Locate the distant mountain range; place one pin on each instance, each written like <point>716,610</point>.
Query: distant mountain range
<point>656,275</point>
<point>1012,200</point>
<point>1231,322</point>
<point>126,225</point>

==

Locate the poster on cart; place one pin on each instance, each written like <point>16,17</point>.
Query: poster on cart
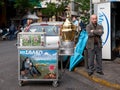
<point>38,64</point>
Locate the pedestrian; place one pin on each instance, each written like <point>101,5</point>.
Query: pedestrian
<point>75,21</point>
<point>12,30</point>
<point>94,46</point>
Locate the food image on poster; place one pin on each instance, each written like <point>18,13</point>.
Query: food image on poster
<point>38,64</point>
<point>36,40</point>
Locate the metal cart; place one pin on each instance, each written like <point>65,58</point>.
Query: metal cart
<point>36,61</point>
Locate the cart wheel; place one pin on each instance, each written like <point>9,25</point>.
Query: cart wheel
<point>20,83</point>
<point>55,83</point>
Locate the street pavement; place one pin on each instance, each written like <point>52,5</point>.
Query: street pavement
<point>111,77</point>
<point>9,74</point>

---

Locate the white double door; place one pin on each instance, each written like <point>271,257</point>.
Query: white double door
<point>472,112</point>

**Problem statement:** Copy verbatim, from the listing above, each line from the one containing "Query: food image on poster" down to the one containing "Locate the cart", inclusive.

**Answer area:**
Query: food image on poster
<point>38,64</point>
<point>36,40</point>
Locate the metal cart; place one pin on each instance, each written like <point>65,58</point>.
Query: metal cart
<point>36,61</point>
Locate the cart wheel; place one pin on each instance, each written like <point>9,25</point>.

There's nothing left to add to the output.